### Records shown
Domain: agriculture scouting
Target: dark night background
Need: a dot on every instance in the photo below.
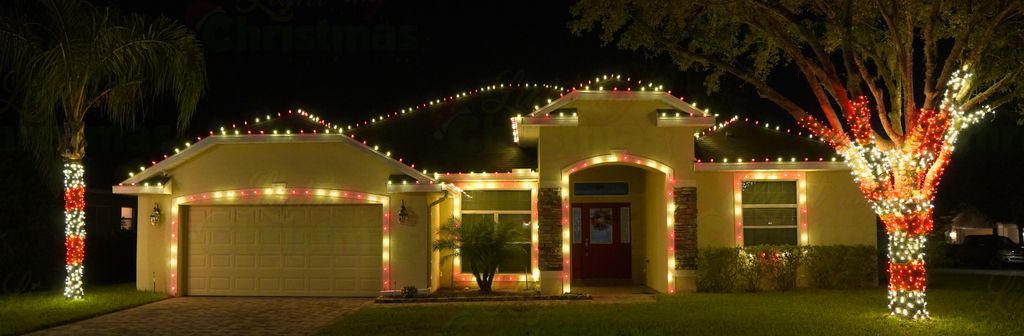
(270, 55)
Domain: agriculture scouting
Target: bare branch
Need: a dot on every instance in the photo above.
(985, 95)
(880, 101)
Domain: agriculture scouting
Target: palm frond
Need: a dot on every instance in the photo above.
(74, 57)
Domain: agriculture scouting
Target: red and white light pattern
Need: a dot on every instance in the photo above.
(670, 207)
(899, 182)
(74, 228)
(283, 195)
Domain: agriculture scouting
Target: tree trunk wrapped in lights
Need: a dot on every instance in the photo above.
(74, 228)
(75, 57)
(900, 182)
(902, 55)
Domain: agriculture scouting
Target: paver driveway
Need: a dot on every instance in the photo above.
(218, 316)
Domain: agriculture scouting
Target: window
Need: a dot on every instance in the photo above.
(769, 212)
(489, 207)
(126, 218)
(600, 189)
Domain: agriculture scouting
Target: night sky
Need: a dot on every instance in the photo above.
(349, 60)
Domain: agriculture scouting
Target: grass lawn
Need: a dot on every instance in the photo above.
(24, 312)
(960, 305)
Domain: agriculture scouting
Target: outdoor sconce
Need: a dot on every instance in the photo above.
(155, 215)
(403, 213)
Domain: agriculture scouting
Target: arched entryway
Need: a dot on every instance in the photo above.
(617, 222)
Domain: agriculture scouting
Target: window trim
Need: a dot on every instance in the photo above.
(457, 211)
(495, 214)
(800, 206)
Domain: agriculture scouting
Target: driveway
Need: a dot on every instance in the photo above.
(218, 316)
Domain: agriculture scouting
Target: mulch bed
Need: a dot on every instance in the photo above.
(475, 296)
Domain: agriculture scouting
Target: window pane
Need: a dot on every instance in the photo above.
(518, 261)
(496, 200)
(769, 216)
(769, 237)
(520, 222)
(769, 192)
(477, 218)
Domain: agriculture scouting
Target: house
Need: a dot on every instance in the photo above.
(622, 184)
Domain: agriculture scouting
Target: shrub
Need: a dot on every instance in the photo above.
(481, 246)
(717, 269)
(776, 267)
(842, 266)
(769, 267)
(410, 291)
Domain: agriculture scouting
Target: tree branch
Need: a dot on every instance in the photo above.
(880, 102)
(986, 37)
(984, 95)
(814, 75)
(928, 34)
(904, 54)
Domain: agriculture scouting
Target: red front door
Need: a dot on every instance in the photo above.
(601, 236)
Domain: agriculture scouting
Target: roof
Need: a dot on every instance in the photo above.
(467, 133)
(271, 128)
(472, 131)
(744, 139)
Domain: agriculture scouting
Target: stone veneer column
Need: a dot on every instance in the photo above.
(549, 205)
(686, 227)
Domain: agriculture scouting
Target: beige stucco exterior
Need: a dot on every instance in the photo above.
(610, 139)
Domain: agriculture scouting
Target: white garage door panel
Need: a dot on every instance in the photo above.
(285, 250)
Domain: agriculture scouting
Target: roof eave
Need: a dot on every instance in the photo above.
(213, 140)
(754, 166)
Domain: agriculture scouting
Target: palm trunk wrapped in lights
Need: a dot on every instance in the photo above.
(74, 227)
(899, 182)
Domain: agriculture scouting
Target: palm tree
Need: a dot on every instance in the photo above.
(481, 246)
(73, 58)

* * *

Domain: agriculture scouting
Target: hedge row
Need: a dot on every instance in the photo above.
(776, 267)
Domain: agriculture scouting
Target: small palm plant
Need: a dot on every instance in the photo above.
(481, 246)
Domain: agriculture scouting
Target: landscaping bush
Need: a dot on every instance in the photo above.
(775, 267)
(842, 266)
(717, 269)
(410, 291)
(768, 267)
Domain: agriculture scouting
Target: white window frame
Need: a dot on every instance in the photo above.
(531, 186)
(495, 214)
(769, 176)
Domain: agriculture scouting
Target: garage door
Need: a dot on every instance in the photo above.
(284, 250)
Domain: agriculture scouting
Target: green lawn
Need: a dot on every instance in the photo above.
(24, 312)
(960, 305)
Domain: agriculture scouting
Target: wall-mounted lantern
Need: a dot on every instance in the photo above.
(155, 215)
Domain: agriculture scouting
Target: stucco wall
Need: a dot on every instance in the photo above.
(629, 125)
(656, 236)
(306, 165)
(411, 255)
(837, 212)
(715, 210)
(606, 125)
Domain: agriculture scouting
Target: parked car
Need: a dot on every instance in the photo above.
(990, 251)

### Work required
Set down exactly the lines of the data above, beginning with the line that has "Target: outdoor sconce" and ending with the line that has "Target: palm tree", and no others.

### Answer below
Target: outdoor sconce
Need: a dot on every instance in the photo above.
(155, 215)
(403, 213)
Domain: agriculture scouting
Target: arched entryway
Need: a dot on every instance in the photo above.
(617, 222)
Domain: agriculture scouting
Target: window trim
Need: a dot on every instance in the photo above.
(457, 211)
(495, 214)
(800, 206)
Domain: agriculture scouting
Target: driveway
Need: a dot on every instance in the photo above.
(218, 316)
Domain: agriculture scouting
Target: mulch bed
Need: a dot on every instance in the photo above.
(475, 296)
Domain: agriculture scouting
Target: window pane
Need: a dot on every instance in the photo above.
(518, 261)
(496, 200)
(769, 216)
(769, 237)
(520, 222)
(769, 192)
(477, 218)
Domain: agriculture scouting
Target: house
Need: a dot on every instance in the photo above.
(622, 184)
Domain: agriculture scouting
Target: shrub
Need: a dot on every instance in the photo above.
(481, 246)
(717, 269)
(776, 267)
(842, 266)
(769, 267)
(410, 291)
Domain: agriculture scouting
Target: tree branch
Need: a dot on every instance in the photo above.
(880, 102)
(986, 37)
(984, 95)
(814, 75)
(928, 34)
(904, 54)
Domain: agriculture scouting
Target: red front door
Need: a dot on every instance in the photo above.
(601, 236)
Domain: agriculture scouting
Target: roof
Need: a dot on every instance in the photo above.
(467, 133)
(271, 128)
(472, 131)
(744, 139)
Domain: agriculture scouting
Target: stone veneer column
Need: a dot on every instance in the photo above.
(549, 205)
(686, 227)
Domain: agriculture scouting
Target: beige stucco exterior
Need: a dot on every instance in the photo above.
(610, 139)
Domain: agriculture scouting
Target: white garage door panel
Need: a dot on every instance in the photo above.
(285, 250)
Domain: agriculture scouting
Target: roof eave
Need: a dot on every instance in the photo above.
(213, 140)
(754, 166)
Domain: agriculture scouting
Target: palm trunk wrapped in lights
Need: a dot on every instance in the photo above.
(74, 227)
(899, 182)
Domain: agriculture scouting
Target: palm tree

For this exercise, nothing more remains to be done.